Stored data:

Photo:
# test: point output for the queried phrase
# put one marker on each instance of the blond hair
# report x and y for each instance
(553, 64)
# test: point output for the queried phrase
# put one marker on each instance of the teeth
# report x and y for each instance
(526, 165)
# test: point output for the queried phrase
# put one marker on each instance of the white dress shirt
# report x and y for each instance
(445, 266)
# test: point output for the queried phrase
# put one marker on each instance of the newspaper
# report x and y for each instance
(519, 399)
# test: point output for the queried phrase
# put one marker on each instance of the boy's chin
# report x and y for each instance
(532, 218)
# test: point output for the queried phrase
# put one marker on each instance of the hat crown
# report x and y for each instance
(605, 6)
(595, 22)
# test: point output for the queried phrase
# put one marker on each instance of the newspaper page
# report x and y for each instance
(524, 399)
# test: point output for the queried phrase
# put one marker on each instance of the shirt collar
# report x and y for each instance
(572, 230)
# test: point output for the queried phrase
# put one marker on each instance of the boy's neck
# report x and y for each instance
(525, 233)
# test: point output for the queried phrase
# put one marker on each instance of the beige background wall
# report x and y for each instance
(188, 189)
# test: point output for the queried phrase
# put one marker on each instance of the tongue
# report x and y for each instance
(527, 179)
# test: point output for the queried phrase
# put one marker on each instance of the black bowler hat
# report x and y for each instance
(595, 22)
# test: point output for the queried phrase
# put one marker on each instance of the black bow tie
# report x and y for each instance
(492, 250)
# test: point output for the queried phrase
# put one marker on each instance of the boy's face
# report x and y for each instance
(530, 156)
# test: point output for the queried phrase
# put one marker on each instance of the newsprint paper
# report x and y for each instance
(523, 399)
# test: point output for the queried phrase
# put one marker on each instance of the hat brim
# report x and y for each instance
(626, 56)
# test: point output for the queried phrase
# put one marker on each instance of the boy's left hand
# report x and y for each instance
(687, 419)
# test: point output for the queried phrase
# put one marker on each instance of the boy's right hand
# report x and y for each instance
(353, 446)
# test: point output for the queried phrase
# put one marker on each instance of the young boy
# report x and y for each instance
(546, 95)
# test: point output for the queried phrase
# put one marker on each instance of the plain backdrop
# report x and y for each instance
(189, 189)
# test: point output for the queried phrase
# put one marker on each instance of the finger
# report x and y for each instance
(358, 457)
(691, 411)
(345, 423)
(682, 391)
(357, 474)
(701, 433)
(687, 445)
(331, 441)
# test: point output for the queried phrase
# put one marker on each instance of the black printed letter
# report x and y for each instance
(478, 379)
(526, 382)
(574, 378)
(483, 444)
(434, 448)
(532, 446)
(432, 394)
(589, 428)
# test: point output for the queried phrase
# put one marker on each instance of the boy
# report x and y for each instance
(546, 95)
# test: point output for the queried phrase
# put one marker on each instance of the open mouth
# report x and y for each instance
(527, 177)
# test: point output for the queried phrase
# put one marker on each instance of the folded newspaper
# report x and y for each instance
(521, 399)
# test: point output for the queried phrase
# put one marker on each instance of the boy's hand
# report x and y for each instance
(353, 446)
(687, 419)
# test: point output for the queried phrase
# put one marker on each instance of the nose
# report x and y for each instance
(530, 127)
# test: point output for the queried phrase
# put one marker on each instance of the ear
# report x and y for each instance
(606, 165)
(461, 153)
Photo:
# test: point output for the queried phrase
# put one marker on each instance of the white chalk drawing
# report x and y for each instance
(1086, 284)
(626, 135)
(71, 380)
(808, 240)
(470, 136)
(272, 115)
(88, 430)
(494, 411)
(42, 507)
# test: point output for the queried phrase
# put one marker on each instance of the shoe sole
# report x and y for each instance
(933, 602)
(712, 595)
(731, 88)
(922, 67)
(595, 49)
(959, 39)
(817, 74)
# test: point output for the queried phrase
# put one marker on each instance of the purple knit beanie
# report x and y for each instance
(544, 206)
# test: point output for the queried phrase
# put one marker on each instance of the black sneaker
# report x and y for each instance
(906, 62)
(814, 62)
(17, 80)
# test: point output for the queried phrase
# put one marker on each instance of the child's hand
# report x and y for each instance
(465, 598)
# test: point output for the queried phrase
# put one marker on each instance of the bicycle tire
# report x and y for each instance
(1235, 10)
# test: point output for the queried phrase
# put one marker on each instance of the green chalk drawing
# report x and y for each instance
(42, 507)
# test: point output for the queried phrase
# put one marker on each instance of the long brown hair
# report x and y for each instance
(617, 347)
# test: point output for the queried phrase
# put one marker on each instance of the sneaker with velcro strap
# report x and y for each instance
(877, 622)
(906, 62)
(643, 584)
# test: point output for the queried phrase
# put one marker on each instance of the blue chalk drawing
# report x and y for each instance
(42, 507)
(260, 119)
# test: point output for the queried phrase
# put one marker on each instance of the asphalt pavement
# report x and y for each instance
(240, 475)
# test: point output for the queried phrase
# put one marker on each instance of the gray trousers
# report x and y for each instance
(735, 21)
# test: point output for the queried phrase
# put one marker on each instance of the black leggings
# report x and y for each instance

The task: Show each line in the data where the string "newspaper" appears.

Written solution:
# put one marker on each instance of the newspaper
# put one marker on each instance of the newspaper page
# put one marker on each instance of the folded newspaper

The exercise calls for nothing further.